Set exercise 1 » Write out the blog post below word for word, from start to finish.

Tuesday, July 14, 2009

A Moment to Myself


I am living the life of a single parent.

Oh, no, there’s nothing wrong with me and Hubby! I’m staying at Bro’s house, taking care of his three children while he and Sis attend a conference out of town. The girls, CJ and Allie, are 10 and 8, and JJ is 4. I also brought along Todd, who adores his cousins and is a wild man playing with them.

But that presents some logistical problems. We’ve had a lot of fun playing, doing crafts, and hanging around the house, but we can’t stay cooped up forever. They need to get out and about some, and that means taking all four of them in the van…to someplace PUBLIC. LOL Not really a problem, as the girls are really cute with JJ and Todd, and mother them so that I can just direct the crowd where I need them to be.

The problem comes in when you have to go out for just one thing. Yesterday, we ventured to Hobby Lobby and Wal-Mart to stock up on craft supplies, goodies, and necessities. We got some hot dogs for dinner and headed to the bakery section to get some buns. Everyone was getting crazy by then, and when I saw the batteries that we needed, I dropped them in the cart and headed for the exit. It wasn’t until I got home that I realized that we still needed buns!

So…do I serve them hot dogs on bread and hope that they are okay with that? Do I drag the whole group back to Wal-Mart? Is there a mini-mart somewhere that I could dash in to? Leave them in the car? NO. That would make me crazy. Have the girls run in and get it? NO. They are living in a brand new area that none of us knows well yet and I couldn’t feel good about that.

Set exercise 2 » Repeat the rows below word for word, starting with the first row and going on through the row that contains "(67, 0), (86, 21)", with both of those rows included.

Records provided »
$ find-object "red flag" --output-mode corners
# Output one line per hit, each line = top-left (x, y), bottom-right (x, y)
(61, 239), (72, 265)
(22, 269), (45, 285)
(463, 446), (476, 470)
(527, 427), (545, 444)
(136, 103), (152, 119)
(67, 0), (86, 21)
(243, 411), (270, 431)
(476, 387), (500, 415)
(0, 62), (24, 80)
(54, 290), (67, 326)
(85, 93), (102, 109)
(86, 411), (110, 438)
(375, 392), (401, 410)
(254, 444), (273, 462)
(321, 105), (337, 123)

Task result 1 »
Tuesday, July 14, 2009

A Moment to Myself


I am living the life of a single parent.

Oh, no, there’s nothing wrong with me and Hubby! I’m staying at Bro’s house, taking care of his three children while he and Sis attend a conference out of town. The girls, CJ and Allie, are 10 and 8, and JJ is 4. I also brought along Todd, who adores his cousins and is a wild man playing with them.

But that presents some logistical problems. We’ve had a lot of fun playing, doing crafts, and hanging around the house, but we can’t stay cooped up forever. They need to get out and about some, and that means taking all four of them in the van…to someplace PUBLIC. LOL Not really a problem, as the girls are really cute with JJ and Todd, and mother them so that I can just direct the crowd where I need them to be.

The problem comes in when you have to go out for just one thing. Yesterday, we ventured to Hobby Lobby and Wal-Mart to stock up on craft supplies, goodies, and necessities. We got some hot dogs for dinner and headed to the bakery section to get some buns. Everyone was getting crazy by then, and when I saw the batteries that we needed, I dropped them in the cart and headed for the exit. It wasn’t until I got home that I realized that we still needed buns!

So…do I serve them hot dogs on bread and hope that they are okay with that? Do I drag the whole group back to Wal-Mart? Is there a mini-mart somewhere that I could dash in to? Leave them in the car? NO. That would make me crazy. Have the girls run in and get it? NO. They are living in a brand new area that none of us knows well yet and I couldn’t feel good about that.

Task result 2 »
$ find-object "red flag" --output-mode corners
# Output one line per hit, each line = top-left (x, y), bottom-right (x, y)
(61, 239), (72, 265)
(22, 269), (45, 285)
(463, 446), (476, 470)
(527, 427), (545, 444)
(136, 103), (152, 119)
(67, 0), (86, 21)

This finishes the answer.